* _ASSIGNED TASK_:
In the records below, some lines contain the word "seated". Copy each of them.

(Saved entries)
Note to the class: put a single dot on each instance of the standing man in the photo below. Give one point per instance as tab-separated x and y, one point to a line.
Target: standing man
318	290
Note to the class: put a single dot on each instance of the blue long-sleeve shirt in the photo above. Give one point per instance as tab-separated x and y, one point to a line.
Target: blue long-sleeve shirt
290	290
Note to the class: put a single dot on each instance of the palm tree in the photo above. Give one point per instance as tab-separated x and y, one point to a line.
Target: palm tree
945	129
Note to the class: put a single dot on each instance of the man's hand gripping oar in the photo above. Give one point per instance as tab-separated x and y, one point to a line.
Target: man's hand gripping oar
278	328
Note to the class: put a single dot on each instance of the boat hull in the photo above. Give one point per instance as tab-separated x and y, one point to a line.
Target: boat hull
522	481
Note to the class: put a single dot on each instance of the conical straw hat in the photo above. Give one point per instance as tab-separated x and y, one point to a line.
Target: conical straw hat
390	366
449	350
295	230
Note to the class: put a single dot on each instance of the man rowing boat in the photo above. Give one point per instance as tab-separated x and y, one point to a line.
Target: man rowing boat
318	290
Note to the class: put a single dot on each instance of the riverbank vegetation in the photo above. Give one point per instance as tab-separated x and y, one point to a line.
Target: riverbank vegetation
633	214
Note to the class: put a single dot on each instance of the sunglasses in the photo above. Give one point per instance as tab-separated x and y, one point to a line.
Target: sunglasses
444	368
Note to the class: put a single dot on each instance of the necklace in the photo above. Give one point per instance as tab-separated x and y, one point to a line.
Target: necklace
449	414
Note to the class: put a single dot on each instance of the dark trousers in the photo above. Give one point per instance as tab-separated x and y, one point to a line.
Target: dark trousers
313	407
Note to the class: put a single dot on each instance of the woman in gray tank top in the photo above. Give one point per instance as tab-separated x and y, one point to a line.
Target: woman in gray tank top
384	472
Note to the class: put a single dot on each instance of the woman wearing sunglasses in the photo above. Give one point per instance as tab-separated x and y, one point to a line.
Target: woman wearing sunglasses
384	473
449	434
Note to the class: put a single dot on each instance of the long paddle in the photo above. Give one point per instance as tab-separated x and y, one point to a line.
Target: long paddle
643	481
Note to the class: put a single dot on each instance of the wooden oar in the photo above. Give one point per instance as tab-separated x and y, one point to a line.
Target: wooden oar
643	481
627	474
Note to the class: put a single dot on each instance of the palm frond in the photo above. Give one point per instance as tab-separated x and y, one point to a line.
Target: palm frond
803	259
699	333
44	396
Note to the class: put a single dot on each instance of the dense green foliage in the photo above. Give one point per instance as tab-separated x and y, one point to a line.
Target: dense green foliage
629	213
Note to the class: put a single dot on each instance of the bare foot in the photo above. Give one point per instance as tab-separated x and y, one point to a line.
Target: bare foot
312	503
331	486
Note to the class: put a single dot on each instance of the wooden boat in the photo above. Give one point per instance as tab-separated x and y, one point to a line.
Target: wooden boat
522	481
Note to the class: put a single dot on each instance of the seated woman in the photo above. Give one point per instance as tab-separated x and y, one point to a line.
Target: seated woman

* _WRITTEN SOLUTION_:
Note to the class: put a single dot on each instance of the seated woman in the photo above. Give one point per instance as tab-separated x and y, one point to a line.
Target: seated woman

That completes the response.